▶ DATEN DIESER ÜBUNG:
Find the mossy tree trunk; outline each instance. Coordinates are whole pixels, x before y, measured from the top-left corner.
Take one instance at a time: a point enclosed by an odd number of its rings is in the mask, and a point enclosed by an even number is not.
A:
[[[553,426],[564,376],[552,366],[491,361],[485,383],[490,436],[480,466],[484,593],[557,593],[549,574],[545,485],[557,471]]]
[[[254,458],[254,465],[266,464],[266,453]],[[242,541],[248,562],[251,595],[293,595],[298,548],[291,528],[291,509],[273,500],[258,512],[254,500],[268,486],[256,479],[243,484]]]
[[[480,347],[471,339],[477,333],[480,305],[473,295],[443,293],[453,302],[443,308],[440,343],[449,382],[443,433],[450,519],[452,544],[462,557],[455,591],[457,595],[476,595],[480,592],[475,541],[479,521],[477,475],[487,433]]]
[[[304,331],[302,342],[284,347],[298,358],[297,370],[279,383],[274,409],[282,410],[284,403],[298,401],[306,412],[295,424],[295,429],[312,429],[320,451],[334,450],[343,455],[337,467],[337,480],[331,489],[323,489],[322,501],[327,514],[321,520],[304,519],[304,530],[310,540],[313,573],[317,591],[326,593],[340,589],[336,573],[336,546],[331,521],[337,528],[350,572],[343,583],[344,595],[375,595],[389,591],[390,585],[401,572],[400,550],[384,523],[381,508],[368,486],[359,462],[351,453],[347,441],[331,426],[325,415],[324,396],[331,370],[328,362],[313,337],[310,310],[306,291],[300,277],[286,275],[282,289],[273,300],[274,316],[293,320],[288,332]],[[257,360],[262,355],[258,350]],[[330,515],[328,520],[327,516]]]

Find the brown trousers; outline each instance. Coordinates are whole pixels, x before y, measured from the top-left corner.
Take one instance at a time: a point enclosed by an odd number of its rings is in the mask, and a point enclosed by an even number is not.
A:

▶ AUFGABENSTELLUNG: Ersetze in den gesamten Daten jedes Vorkommen von „instance“ durch „object“. Gib die Daten sonst unverändert wieder.

▶ ENDERGEBNIS:
Find the mossy tree trunk; outline each object. Coordinates are whole pixels, x before y, measured from the top-left corner.
Take one object at a time: a point enclosed by an odd number of its rings is in the mask, and a point enclosed by an even number is not.
A:
[[[553,426],[564,376],[552,366],[491,361],[485,383],[490,436],[480,466],[484,593],[557,593],[549,574],[545,485],[557,471]]]
[[[254,458],[254,465],[266,464],[266,453]],[[242,541],[248,562],[251,595],[293,595],[298,548],[291,528],[291,509],[273,500],[258,512],[254,500],[268,486],[256,479],[243,484]]]
[[[480,347],[471,339],[477,333],[480,305],[473,295],[443,293],[453,302],[443,308],[440,343],[449,382],[443,433],[450,519],[452,544],[462,557],[455,591],[457,595],[476,595],[480,592],[475,541],[479,521],[477,475],[487,433]]]
[[[304,331],[302,342],[284,347],[298,358],[297,370],[279,383],[274,409],[282,410],[284,403],[298,401],[306,412],[295,424],[295,429],[312,429],[320,451],[334,450],[343,455],[337,467],[337,480],[331,489],[323,489],[322,501],[327,514],[321,520],[304,519],[304,530],[310,540],[313,573],[317,591],[326,593],[340,589],[336,573],[336,546],[331,521],[337,528],[350,572],[343,583],[344,595],[375,595],[389,591],[390,585],[401,572],[400,550],[384,523],[381,508],[368,486],[359,462],[351,453],[347,441],[331,426],[325,415],[324,396],[331,370],[328,362],[313,337],[310,310],[306,291],[300,277],[286,275],[282,289],[273,300],[274,316],[293,320],[288,332]],[[257,360],[262,355],[258,350]],[[330,515],[328,520],[327,516]]]

Find the brown trousers; outline each object. Coordinates are whole pixels, x before y, measured from the top-left corner.
Take one object at a time: a point enclosed by an odd number of its rings is in the mask, and a point enclosed by an even number is not.
A:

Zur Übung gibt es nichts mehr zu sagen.